**DOCUMENT EXCERPT**
Although stage IV breast cancer isn't curable, treatment can still offer a lot of benefits, including:

  • Shrinking tumors or slowing their growth
  • Reducing symptoms like nausea and pain
  • Increasing your life expectancy

Options for managing your symptoms include:

Systemic treatments

Because stage IV breast cancer has spread beyond your breast, systemic drug therapies are often the main approach. These treatments address your whole body rather than one specific area. They include:

  • Chemotherapy: These drugs kill tumor cells directly. They're the preferred treatment for hormone-negative breast cancers.
  • Hormone therapy: These treatments stop estrogen and progesterone from bonding to cancer cells, which slows the cancer's growth. They work well for hormone-positive breast cancers.
  • Immunotherapy: These medicines coach your immune system to recognize and destroy breast cancer cells more effectively.
  • Targeted therapy: These drugs target a specific protein on breast cancer cells to slow their growth or kill them. Targeted therapy is helpful for breast cancers caused by certain gene mutations.

People with hormone-positive tumors will receive the same hormone therapies, regardless of gender, according to Carcas.

"Treatment decisions for metastatic breast cancer are based on the characteristics of the tumor itself and not based on the sex of the patient," Carcas says.

Local treatments

Local treatments focus on a specific area to offer symptom relief or address complications. For example, if cancer is pressing on your spinal cord, doctors may want to address your pain and nerve damage right away rather than waiting for systemic drugs to take effect.

**WHAT YOU HAVE TO DO**
Please extend the passage on stage IV breast cancer treatment, picking up after its last sentence.

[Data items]

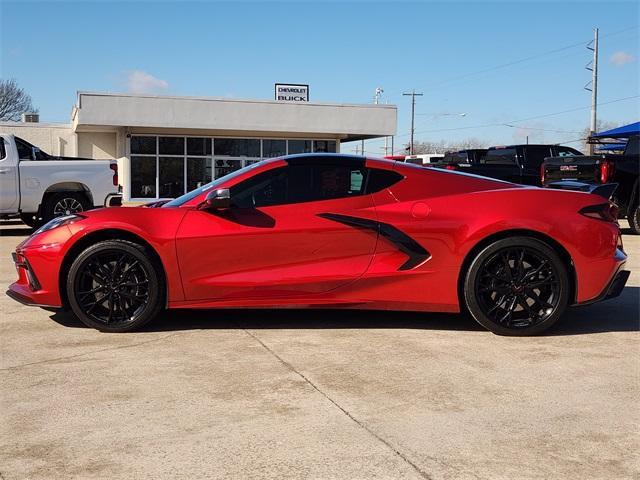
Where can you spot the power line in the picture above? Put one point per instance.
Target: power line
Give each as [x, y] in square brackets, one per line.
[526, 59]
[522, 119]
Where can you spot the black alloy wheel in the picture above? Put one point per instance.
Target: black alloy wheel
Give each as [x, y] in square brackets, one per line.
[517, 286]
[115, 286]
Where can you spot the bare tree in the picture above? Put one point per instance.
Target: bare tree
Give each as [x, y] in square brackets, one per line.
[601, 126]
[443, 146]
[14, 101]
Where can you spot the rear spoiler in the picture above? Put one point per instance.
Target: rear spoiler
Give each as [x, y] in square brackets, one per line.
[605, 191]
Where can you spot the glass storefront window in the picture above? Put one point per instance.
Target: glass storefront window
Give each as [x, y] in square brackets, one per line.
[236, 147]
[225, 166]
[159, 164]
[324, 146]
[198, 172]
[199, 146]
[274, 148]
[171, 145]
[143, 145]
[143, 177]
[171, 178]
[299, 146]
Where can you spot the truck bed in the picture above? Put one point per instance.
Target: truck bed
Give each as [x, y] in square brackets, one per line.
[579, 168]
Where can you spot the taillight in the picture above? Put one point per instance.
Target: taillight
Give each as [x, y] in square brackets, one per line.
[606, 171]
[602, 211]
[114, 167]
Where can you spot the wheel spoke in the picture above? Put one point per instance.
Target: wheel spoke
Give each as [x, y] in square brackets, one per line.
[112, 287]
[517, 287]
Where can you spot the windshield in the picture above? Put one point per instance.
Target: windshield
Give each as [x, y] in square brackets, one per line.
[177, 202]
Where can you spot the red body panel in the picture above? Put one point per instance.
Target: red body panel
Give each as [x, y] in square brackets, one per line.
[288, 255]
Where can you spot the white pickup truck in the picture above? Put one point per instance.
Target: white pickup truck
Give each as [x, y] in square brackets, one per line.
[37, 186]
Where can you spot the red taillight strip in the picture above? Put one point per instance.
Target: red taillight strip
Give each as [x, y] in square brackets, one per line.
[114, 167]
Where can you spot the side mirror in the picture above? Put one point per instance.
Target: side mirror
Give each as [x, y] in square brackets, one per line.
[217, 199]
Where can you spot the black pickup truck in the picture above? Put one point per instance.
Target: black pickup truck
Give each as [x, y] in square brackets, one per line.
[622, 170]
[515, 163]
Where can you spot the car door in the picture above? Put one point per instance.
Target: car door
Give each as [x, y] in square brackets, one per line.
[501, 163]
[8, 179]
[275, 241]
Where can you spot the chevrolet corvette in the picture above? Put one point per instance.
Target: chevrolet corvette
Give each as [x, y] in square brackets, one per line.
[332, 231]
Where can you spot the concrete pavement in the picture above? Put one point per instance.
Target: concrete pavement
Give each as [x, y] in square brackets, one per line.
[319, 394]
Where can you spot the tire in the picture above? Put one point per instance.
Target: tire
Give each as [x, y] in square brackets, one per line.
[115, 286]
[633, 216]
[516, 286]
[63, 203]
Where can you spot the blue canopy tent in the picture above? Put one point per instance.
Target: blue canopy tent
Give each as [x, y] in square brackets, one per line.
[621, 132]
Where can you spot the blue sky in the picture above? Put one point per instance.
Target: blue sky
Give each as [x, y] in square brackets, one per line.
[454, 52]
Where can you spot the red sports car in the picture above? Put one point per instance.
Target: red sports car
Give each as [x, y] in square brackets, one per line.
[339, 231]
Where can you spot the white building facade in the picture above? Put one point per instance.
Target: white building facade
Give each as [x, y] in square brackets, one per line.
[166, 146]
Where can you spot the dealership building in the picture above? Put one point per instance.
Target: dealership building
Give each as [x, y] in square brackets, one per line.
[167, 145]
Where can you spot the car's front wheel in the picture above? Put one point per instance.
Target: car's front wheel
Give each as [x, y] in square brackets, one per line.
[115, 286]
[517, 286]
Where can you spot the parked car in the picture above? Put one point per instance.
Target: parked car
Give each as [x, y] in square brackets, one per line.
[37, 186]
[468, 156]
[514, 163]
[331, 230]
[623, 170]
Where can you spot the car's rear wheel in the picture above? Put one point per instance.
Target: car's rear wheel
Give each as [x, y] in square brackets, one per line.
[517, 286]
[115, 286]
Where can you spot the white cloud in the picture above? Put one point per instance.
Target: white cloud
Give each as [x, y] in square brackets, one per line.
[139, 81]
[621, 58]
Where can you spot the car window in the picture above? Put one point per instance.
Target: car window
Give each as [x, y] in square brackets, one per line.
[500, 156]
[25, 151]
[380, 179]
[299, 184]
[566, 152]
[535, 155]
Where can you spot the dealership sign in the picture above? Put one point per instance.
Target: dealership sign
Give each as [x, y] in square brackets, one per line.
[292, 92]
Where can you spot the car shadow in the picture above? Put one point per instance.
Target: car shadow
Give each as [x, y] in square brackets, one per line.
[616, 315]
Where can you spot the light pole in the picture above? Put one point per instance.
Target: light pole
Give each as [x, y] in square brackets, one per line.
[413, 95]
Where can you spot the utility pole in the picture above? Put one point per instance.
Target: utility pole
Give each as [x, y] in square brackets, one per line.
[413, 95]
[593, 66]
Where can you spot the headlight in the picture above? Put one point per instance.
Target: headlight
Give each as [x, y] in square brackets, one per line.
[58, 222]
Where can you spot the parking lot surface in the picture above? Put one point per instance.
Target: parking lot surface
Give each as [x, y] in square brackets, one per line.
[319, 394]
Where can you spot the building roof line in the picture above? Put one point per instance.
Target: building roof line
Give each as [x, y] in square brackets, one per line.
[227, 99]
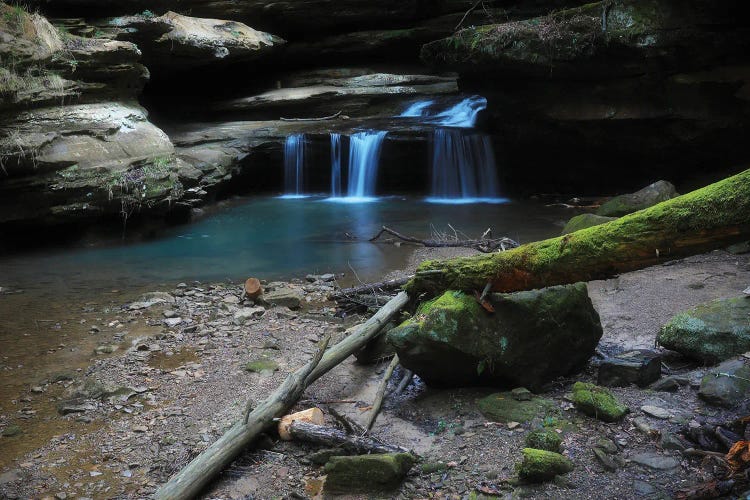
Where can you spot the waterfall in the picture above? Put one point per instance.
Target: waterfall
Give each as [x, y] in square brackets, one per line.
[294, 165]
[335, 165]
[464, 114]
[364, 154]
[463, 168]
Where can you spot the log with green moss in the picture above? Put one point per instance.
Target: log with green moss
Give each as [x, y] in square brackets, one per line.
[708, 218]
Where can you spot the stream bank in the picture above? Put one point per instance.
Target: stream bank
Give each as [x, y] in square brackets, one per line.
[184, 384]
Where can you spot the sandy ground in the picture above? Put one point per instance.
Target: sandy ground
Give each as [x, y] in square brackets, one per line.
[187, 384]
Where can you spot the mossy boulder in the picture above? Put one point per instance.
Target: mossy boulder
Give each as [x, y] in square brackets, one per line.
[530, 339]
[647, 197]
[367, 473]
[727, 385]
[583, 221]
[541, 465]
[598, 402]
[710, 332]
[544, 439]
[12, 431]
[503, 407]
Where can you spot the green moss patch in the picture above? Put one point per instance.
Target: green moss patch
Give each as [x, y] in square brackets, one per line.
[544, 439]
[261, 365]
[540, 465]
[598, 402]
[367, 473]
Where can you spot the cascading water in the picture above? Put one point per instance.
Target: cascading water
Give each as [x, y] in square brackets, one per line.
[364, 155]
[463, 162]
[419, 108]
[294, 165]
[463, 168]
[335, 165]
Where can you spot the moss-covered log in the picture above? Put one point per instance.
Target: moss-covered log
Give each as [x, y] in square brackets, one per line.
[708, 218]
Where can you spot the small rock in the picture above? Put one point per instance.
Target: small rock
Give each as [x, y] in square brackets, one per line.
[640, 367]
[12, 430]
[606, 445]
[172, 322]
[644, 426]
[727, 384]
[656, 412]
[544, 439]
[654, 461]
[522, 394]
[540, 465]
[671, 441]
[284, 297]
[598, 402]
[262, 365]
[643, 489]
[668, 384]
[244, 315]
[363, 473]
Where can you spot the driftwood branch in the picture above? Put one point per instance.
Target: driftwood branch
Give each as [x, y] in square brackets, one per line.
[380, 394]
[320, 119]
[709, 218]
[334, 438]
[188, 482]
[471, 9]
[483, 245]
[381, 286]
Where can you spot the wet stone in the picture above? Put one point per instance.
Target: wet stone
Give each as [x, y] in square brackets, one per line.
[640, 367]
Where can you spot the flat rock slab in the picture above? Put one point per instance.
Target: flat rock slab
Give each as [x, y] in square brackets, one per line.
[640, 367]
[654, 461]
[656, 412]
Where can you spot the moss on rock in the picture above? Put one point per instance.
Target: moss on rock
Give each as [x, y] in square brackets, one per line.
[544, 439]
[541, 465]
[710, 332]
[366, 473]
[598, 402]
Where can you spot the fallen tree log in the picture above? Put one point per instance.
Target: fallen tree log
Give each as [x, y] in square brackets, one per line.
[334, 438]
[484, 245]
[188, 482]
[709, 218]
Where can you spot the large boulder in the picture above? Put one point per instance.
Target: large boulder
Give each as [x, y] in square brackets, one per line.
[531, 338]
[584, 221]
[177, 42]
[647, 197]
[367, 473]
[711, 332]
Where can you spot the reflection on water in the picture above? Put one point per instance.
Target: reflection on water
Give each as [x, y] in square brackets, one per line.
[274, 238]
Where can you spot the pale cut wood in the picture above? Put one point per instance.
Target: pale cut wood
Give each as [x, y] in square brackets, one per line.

**WRITTEN RESPONSE**
Examples of local treatments include:

  • Surgery to physically cut the tumor out of your body
  • Radiation therapy, which uses high-energy rays to kill tumor cells
  • Regional chemotherapy to deliver chemo drugs to a limited area, like the fluid around your brain

End-of-life care

Treatments may work for a time, but breast cancer is a stubborn disease, and it often finds ways to progress.

When typical treatments no longer work, you have two options:

  • You can pursue more intensive treatment that may come with more severe side effects.
  • You can quit treatment and focus on managing your symptoms as the cancer progresses.

Choosing to stop treatment for cancer and focus on managing your symptoms of the disease is a personal and often difficult decision, according to Dr. Lindsay Peterson, a doctor on the breast cancer specialist team at Siteman Cancer Center.

It often comes down to choosing quality of life over quantity of life, Peterson says. This decision is entirely yours — there's no "correct" choice.

You and your care team may believe further treatment will cause more harm than benefit. Or, you may want to prioritize your remaining time by spending it with family and friends rather than doctor appointments, she says.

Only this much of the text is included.